‘What would life be - without a song or a dance, what are we?’ A report from the Commission on Dementia and Music
Authors: Sally Bowell and Sally Marie Bamford
This report examines the existing landscape and future potential of using therapeutic music with people with dementia, which forms one of the most pressing health concerns of our time. Adopting a holistic approach, this report is unique in providing an overview of current music-based provision for people with dementia, the scope of this work and the associated evidence base. This report has been guided and informed by the Commission on Dementia and Music, made up of experts in the field.
Ultimately, the report shows that music can provide a true lifeline for those both with and without dementia by promoting social connection, restoring a sense of self and bringing joy even in the most challenging of times. The ability to connect to music is an innate aspect of being human; having a diagnosis of dementia need not undermine this.
We believe that everyone has a right to meaningful music and that too many people with dementia are living a life in silence. We want to help bring people back into the present moment, using music as a tool to achieve this.
This report draws several conclusions about the field of music and dementia:
● The field is currently characterised by devoted advocates operating in a complex and poorly coordinated ecosystem. The dementia and music environment is supported by a dedicated network of individuals and organisations, looking to grow the sector and keen for pragmatic options and recommendations to take this field of work forwards. We need to improve local information and data collection to ensure that both the public and professionals have everything they need to ensure that music reaches people with dementia.
----
Work task A »
Retype the part of the dementia and music report that opens with the words containing "This report draws" and closes with "people with dementia.".
Work task B »
Answer these questions using the dementia and music report:
(i) Who are the authors?
(ii) What body guided and informed the report?
(iii) According to the first conclusion listed, what is the field currently characterized by?
Work task C »
Carry on the dementia and music report from the point where it stops.

[Images for object localization]
----
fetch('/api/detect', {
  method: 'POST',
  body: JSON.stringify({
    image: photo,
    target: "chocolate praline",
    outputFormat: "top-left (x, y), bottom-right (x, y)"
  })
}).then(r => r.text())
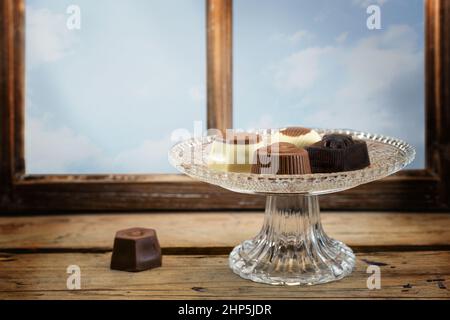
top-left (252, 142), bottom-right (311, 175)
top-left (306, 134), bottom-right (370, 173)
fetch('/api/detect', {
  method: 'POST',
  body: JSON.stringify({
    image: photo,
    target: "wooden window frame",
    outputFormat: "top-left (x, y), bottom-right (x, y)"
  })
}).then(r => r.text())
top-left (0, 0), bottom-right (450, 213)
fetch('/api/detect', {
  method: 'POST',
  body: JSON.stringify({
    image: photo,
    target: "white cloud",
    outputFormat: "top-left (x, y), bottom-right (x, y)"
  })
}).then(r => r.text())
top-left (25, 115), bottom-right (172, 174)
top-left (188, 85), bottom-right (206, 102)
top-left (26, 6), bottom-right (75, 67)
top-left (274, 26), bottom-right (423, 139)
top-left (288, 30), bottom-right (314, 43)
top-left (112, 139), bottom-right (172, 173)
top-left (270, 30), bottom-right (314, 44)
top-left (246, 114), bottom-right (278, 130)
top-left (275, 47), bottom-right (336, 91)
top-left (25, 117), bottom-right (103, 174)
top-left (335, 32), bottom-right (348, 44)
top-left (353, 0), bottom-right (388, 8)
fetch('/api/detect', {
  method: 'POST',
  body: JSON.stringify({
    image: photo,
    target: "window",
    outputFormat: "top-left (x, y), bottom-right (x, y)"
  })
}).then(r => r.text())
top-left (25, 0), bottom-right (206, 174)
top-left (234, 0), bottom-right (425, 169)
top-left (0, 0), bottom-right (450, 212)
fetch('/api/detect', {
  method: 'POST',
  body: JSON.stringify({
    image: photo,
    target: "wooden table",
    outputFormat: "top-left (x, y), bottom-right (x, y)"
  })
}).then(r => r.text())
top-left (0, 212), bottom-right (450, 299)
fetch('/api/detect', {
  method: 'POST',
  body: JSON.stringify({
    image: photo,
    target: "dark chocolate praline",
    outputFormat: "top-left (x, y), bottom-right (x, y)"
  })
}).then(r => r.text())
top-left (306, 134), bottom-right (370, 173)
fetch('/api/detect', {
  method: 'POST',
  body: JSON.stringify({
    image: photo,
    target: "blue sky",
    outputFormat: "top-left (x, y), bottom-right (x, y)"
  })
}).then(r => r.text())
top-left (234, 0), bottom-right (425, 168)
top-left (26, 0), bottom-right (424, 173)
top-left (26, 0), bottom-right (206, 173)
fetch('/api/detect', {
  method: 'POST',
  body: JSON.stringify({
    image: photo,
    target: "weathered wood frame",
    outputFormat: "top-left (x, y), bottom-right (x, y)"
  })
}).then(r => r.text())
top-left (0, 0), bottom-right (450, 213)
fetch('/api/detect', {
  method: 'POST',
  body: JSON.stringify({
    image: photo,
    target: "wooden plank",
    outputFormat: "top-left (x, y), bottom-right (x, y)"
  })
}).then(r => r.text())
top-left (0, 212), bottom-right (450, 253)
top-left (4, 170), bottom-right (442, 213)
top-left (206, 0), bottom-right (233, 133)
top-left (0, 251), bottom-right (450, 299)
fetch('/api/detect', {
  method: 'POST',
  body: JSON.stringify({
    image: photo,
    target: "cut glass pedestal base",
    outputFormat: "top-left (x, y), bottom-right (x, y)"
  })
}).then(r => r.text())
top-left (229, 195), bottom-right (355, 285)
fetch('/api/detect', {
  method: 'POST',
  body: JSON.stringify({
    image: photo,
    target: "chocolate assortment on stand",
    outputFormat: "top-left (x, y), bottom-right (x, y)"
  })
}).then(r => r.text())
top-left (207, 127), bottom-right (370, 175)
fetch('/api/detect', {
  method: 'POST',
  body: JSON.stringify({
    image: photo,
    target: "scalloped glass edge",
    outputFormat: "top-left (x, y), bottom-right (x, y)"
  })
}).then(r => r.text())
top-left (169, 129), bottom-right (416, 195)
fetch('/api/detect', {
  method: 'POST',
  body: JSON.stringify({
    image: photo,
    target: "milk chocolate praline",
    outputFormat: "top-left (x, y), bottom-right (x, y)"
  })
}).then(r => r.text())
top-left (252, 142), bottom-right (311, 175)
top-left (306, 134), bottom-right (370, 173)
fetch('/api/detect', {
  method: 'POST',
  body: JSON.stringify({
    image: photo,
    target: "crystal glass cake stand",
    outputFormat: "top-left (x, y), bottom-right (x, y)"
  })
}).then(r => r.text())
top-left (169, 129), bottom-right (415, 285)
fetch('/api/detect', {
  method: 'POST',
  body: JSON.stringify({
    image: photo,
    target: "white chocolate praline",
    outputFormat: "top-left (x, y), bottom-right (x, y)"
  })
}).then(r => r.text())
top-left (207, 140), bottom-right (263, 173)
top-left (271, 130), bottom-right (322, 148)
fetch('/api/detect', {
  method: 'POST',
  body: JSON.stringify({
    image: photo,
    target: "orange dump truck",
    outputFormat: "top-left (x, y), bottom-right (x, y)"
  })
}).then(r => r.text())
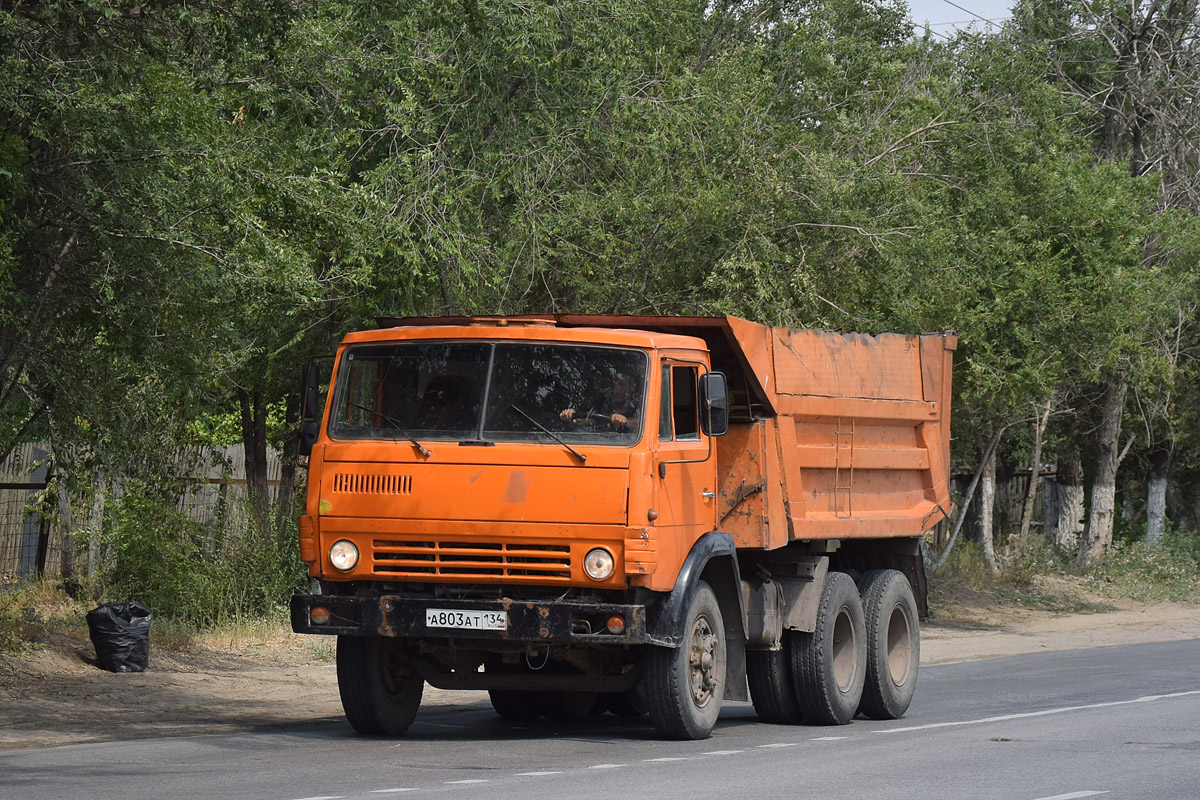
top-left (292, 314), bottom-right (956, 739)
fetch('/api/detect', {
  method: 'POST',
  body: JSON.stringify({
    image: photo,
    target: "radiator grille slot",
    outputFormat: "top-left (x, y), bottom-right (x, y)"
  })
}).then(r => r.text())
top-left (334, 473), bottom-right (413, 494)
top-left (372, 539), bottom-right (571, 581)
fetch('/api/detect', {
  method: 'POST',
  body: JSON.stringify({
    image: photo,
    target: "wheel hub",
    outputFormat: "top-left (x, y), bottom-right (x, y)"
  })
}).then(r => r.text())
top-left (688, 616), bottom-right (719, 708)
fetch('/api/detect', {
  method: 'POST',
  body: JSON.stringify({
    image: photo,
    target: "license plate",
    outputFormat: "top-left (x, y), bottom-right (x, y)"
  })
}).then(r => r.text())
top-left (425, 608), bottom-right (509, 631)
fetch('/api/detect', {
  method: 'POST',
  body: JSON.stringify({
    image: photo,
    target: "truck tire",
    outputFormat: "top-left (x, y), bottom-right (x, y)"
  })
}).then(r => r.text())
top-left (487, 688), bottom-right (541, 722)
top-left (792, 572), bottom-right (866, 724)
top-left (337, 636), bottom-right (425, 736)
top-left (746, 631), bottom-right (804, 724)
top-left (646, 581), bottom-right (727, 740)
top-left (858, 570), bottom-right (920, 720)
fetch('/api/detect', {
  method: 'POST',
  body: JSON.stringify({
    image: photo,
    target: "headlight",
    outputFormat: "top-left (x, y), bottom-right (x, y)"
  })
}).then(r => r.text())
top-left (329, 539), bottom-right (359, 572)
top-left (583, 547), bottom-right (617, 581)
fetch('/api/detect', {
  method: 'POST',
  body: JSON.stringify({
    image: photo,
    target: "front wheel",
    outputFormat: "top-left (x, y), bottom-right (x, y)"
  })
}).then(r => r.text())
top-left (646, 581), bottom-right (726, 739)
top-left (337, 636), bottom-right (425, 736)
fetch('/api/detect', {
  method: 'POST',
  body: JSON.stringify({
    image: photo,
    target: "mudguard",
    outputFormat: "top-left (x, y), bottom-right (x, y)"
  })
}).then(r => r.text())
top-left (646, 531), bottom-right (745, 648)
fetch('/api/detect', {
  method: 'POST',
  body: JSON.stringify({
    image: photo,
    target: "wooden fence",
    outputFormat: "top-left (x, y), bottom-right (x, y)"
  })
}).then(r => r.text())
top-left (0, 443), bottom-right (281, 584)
----
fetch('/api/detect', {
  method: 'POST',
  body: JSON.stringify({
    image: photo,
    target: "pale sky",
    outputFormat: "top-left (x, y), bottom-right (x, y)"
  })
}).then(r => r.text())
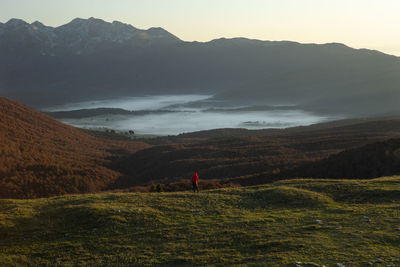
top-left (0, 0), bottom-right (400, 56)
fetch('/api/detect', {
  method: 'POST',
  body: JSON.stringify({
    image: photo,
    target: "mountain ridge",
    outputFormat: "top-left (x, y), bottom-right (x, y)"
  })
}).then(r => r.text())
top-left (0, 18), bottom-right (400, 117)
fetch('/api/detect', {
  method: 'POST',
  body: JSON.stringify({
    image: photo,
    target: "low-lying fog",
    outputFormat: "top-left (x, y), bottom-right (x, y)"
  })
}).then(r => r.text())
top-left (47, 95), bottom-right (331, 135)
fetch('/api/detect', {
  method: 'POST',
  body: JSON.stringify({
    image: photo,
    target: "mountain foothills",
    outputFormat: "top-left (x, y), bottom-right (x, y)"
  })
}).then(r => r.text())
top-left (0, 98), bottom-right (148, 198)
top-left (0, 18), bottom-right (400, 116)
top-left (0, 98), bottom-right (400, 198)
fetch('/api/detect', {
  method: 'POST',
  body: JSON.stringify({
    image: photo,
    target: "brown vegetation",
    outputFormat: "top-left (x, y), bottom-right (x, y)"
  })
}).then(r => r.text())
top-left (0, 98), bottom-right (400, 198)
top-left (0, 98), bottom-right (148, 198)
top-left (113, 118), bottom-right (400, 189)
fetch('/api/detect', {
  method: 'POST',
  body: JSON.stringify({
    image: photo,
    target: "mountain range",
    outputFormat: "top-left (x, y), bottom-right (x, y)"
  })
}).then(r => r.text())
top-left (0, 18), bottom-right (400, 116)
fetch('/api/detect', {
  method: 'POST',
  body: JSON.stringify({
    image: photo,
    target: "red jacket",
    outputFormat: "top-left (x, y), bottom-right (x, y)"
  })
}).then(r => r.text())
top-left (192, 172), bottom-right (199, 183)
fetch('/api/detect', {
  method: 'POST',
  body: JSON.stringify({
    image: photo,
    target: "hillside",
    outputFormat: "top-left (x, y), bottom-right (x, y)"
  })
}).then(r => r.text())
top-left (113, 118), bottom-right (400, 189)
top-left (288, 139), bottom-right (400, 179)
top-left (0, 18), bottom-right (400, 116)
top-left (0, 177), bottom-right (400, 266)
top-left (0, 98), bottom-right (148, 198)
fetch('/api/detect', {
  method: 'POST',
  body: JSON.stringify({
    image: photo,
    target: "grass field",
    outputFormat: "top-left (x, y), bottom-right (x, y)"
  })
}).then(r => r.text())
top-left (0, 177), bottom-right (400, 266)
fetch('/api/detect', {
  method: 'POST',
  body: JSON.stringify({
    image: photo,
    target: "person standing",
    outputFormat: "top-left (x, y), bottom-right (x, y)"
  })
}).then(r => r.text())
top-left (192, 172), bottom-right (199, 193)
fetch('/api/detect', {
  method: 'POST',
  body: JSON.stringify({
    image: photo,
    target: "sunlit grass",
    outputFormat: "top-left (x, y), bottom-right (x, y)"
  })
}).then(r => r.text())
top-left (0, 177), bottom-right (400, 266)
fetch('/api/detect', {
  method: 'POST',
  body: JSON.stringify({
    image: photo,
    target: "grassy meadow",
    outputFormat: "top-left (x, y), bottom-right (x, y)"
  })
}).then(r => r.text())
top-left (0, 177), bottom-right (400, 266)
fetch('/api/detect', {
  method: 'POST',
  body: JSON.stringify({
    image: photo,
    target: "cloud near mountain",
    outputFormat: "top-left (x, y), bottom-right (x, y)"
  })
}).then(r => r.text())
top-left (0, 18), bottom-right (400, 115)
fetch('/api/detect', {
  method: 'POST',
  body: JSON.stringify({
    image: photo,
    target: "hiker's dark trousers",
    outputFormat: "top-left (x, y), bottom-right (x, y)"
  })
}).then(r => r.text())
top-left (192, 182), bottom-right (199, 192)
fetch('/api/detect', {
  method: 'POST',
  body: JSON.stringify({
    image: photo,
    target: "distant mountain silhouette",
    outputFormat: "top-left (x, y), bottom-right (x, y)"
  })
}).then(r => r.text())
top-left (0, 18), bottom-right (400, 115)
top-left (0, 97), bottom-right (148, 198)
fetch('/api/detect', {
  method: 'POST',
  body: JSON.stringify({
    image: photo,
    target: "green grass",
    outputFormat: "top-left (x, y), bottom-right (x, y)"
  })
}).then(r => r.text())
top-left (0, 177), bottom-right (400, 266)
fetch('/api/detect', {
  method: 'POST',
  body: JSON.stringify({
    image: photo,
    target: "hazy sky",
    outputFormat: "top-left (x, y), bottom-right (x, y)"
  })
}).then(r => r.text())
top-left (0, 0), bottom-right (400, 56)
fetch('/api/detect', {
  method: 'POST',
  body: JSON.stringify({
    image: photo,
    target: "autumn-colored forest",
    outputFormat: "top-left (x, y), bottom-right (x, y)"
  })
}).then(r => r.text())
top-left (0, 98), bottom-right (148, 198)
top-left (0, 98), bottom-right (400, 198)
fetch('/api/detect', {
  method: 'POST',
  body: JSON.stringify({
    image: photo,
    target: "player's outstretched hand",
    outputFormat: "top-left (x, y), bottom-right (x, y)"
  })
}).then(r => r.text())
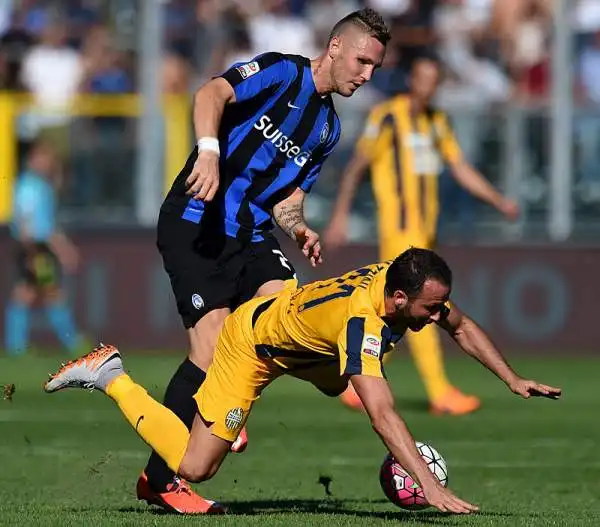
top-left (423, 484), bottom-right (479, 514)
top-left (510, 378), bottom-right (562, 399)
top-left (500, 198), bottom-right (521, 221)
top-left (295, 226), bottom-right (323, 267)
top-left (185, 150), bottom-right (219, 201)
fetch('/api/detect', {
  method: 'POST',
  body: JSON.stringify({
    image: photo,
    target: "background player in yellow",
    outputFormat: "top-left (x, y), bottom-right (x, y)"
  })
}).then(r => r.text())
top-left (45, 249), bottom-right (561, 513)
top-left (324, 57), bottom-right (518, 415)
----
Expected answer A »
This report draws several conclusions about the field of music and dementia:
● The field is currently characterised by devoted advocates operating in a complex and poorly coordinated ecosystem. The dementia and music environment is supported by a dedicated network of individuals and organisations, looking to grow the sector and keen for pragmatic options and recommendations to take this field of work forwards. We need to improve local information and data collection to ensure that both the public and professionals have everything they need to ensure that music reaches people with dementia.

Expected answer B »
(i) Sally Bowell and Sally Marie Bamford.
(ii) The Commission on Dementia and Music.
(iii) Devoted advocates operating in a complex and poorly coordinated ecosystem.

Expected answer C »
● The field is defined by sporadic provision which is currently delivered only to the few. Educated estimates suggest that very few people currently receive the full range of music options and support. This is likely due to multiple reasons, including a lack of public understanding about the benefits of music, the high cost (or perceived high cost) of some types of intervention and the lack of a centralised overview of current provision. Furthermore, it is difficult to know how many people with dementia currently have access to music, largely due to a lack of data. We want to see provision reaching all people with dementia, including the most vulnerable individuals who may not have family or friends to speak on their behalf.
● Fortunately, the sector is supported by a promising evidence base which is quickly gaining traction. A growing research base, spanning some twenty to thirty years, is beginning to demonstrate the range of benefits of music for people with dementia. Whilst there are areas in which the evidence can be improved and strengthened (as outlined in the full report), there is much to be celebrated in the existing literature, which shows that music can promote a range of hugely beneficial outcomes for people with dementia. Moreover, when used appropriately and in a meaningful way, the use of music has no known negative impacts.
● The sector would greatly benefit from increased funding. Further developing cost-effectiveness research would be a critical factor in boosting recognition and funding. Statutory budgets, both of central and local governments, are currently tightly restricted and are likely to continue to be closely monitored in the coming years. This is combined with health and social care pressures associated with an ageing population. In this light, those dedicated to dementia and music need first-andforemost to focus on providing convincing cost-effectiveness evidence in order to be granted funding. Meanwhile, private sector and philanthropic organisations should recognise the importance and value of this field of work, and utilise their own resources and expertise to help grasp some of the opportunities available.
● We need to raise public awareness in order to maximise the potential of this field of work. As yet, the range of benefits that music can offer people with dementia appears to have not yet reached the general public. The value of music for people with dementia should be more clearly expressed in public-facing literature and a large-scale PR campaign would be highly valuable in raising awareness, winning over hearts-and-minds and ensuring an increased demand.